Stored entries
- - -

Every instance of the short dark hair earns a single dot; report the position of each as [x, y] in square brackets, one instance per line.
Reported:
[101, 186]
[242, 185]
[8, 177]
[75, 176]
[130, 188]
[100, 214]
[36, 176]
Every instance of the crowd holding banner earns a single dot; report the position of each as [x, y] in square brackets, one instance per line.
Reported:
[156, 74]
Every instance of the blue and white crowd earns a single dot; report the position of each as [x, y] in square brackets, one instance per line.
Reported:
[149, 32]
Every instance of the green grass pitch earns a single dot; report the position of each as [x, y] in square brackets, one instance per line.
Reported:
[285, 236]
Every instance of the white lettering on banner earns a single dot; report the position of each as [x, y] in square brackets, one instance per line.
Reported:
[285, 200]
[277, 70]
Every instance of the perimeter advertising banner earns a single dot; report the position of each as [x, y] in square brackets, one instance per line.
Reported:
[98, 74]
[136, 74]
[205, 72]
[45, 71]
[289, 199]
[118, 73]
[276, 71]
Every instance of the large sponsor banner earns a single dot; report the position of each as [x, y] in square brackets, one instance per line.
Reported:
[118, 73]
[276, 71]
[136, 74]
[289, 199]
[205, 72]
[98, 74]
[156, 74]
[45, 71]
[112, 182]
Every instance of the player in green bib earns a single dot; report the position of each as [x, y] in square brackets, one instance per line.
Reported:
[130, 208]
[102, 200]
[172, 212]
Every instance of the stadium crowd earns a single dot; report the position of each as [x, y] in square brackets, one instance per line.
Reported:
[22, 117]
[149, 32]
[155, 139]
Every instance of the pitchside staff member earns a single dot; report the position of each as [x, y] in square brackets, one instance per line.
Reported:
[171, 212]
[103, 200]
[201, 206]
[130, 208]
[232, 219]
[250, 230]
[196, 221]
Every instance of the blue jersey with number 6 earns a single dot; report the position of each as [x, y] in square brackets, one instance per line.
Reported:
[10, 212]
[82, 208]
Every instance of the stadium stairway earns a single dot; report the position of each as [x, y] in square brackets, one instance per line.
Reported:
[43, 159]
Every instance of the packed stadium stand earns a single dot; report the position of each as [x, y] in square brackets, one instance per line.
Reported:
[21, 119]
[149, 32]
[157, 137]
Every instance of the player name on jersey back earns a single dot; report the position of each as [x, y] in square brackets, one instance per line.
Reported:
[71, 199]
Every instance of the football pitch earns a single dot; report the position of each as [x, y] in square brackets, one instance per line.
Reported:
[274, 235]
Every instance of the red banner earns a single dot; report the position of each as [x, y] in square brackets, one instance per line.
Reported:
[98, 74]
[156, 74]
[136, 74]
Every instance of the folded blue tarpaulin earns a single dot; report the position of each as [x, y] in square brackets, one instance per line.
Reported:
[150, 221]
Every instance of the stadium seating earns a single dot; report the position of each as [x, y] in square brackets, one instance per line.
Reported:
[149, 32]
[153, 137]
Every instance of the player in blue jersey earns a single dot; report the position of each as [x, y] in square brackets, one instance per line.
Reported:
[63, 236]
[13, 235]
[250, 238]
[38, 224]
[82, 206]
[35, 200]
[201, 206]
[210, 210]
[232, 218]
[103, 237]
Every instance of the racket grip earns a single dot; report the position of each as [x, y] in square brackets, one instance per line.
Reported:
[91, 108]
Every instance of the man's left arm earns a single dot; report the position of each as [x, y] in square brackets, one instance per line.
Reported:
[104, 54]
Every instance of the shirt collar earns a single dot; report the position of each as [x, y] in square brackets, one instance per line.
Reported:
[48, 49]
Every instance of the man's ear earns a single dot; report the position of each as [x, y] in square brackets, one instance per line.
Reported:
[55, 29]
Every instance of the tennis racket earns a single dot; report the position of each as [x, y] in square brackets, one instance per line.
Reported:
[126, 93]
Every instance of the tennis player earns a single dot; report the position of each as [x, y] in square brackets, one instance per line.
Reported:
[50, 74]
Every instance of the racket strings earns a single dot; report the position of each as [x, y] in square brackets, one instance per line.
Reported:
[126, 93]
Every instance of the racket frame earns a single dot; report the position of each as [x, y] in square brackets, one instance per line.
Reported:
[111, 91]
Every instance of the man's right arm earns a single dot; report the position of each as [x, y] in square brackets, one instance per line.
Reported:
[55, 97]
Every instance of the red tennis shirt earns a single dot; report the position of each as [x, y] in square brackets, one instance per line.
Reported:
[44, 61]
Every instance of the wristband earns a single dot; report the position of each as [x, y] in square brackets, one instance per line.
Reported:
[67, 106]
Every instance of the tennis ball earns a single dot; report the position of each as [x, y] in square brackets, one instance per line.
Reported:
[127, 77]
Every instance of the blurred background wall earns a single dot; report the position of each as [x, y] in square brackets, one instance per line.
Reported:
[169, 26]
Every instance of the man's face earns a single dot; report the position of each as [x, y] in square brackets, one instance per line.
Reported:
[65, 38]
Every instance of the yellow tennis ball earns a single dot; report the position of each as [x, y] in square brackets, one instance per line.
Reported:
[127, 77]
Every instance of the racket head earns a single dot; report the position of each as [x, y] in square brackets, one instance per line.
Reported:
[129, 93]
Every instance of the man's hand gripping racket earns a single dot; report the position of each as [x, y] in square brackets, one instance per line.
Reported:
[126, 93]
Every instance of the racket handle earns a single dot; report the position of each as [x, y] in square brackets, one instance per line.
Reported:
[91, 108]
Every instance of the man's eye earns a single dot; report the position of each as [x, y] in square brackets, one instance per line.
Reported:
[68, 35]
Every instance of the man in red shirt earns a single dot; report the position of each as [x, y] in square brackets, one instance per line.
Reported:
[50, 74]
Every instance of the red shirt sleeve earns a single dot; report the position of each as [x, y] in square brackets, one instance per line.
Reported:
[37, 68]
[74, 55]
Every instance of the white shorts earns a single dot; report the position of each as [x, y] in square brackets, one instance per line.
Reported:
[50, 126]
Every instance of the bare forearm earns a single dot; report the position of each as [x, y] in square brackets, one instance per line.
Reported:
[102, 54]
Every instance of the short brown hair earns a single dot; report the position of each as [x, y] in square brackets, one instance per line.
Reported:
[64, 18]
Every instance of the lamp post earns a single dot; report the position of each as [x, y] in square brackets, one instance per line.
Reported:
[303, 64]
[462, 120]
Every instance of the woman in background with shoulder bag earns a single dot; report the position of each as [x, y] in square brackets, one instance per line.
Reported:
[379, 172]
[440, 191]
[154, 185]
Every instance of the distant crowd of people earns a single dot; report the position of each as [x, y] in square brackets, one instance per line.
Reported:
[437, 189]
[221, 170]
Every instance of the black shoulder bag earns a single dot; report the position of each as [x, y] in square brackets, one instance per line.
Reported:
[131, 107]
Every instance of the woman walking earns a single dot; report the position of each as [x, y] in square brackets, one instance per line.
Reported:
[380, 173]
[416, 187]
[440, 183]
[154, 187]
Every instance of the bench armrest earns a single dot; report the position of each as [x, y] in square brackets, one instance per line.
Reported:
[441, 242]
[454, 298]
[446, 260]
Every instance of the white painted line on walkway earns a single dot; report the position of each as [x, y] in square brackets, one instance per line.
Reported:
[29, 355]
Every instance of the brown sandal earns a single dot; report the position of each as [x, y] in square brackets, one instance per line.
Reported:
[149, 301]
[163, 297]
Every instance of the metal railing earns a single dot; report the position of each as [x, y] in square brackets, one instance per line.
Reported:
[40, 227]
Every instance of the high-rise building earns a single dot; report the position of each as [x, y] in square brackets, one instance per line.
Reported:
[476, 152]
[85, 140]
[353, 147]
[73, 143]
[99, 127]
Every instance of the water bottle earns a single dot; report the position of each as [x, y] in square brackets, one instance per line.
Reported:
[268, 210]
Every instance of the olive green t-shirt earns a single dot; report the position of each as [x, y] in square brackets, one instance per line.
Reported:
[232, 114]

- - -

AIM OF THE TASK:
Make a copy of each line in the records that has the word "banner".

OUTPUT OF THE EXERCISE:
Every instance of the crowd holding banner earns a single dot; report the position of each as [x, y] in square brackets, one instance per line.
Every instance of the white lettering on banner earns a single dot; report the position of each as [x, y] in square brackets, one instance per line.
Every instance of the perimeter advertising banner earns a single dot; report the position of each as [x, y] in square brackets, one instance per line.
Every instance of the large sponsor banner earns a single dot; report the position of each as [x, y] in square brackets, one instance per line.
Every instance of the red banner earns a single dot; report the position of each as [x, y] in square brackets, one instance per line.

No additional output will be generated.